■ **EXERCISE INSTRUCTIONS**: Read through the lines below and copy the ones holding the string "tropical".

■ **MATERIAL FOR THE TASK**:
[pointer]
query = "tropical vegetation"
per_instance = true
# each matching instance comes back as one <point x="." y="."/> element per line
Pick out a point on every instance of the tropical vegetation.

■ **SOLUTION TO THIS PROBLEM**:
query = "tropical vegetation"
Pick out a point on every instance of the tropical vegetation.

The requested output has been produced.